▶ _DESCRIPCIÓN DE LA TAREA_
Reproduce sin cambios la parte del fragmento seleccionado, el relato sobre la estancia en el hospital Punta Europa, que se abre con las palabras "En el cabecero" y se cierra con "me ponga bien.".

▶ _FRAGMENTO SELECCIONADO_
════════
Su propio afán
Enrique García-Máiquez
Los grandes estrategas
Te hablo desde la habitación 510 del hospital Punta Europa. Estamos a mediados de abril de 2014. La primavera coquetea ahí afuera y, aquí adentro, aislado porque las defensas flaquean, una bomba de infusión dispara en mí lo que traen de la farmacia unas bolsas amarillas y negras que cuelgan del palo del gotero.
La máquina va a lo suyo y enciende su alarma cuando el líquido se acaba. Es la forma de decirte que su trabajo está hecho y que el cuerpo tiene que revelarse ante las alteraciones que lo invaden. Los parches de fentanilo y la dolantina ayudan para aliviar los dolores y desde el pasillo llegan continuamente voces de amigos y familiares que se acercan para preguntar, para saber cómo van las cosas y si, definitivamente, la medicina echa un cable y tiramos para arriba.
En el cabecero de la cama hay una luz fría, larga, que apunta al techo y observo que cada día que pasa tengo más estampas del Medinaceli enganchadas por todos los filos. Palma me cuenta que me las traen porque unos y otros, desde su fe, han pasado por el barrio de San Isidro y han pedido para que me ponga bien.
En mi debilidad, en esta infinidad de horas que pasan despacio, la mente me lleva a mi infancia en el barrio de La Bajadilla y a su iglesia de Santa María Micaela, donde fui durante años uno de los monaguillos del padre Agustín. Miro las caras del Medinaceli que me miran y me sonrío porque en mi juventud pasé por todos los estadios posibles de mi credo: religioso, agnóstico y ateo. No sé si el descubrimiento de la figura de Darwin y su teoría de la evolución o si la racionalidad, o las dos, me hicieron arrinconar las oraciones que con tanto interés aprendimos en las clases de religión de la EGB, en el colegio Generalísimo Franco, pero lo cierto es que a estas alturas de la vida y en esta quinta planta del Punta Europa ya ni siquiera sé en lo que creo. Es más, no me preocupa para nada haber recorrido por todos los salones de la espiritualidad de mi alma.
Pero los amigos siguen llegando hasta la puerta para transmitir su cariño y su fe y con el paso de los días estoy descubriendo que tengo claro que creo, por encima de todo, en esos trozos de energía que cada uno me trae, creo en el cariño, en la ilusión con la que pasaron para poner unas flores por mí en San Isidro y en el miedo que se observa ante este cuerpo enjuto que en nada se parece al que fue.
La Medicina, mi energía, el amor de mi familia, las oraciones de todos y esas miradas tuyas desde el cabecero de la cama en aquel abril de 2014 me han traído hasta aquí este Martes Santo de 2023, nueve años después, permitiendo a este creyente, agnóstico y ateo de La Bajadilla, todo contradictoriamente fundido, que se acerque una vez más hasta tu barrio para guiñarte mientras caminas majestuoso por Montereros. Creo, gitano, que te lo debo.
════════
▶ _MATERIAL PRESENTADO_
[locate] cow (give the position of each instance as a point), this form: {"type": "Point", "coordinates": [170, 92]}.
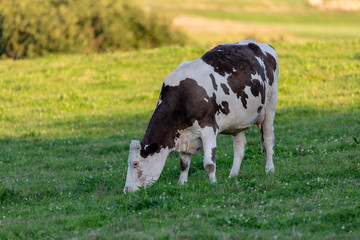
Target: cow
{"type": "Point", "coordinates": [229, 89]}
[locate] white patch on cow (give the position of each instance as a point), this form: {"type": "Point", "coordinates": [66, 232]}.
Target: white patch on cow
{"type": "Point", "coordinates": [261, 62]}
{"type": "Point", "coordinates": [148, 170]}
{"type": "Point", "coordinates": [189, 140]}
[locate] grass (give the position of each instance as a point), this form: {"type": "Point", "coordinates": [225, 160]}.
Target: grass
════════
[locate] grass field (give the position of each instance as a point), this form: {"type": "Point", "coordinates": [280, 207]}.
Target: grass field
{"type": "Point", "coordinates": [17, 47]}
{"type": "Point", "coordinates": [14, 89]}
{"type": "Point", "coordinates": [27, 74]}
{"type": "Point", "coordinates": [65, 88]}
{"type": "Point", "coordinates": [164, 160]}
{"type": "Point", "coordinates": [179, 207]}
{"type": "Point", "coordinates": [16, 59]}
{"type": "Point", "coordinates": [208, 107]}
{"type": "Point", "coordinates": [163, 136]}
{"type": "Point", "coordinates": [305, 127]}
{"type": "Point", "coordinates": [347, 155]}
════════
▶ _RESULTADO DEL EJERCICIO_
En el cabecero de la cama hay una luz fría, larga, que apunta al techo y observo que cada día que pasa tengo más estampas del Medinaceli enganchadas por todos los filos. Palma me cuenta que me las traen porque unos y otros, desde su fe, han pasado por el barrio de San Isidro y han pedido para que me ponga bien.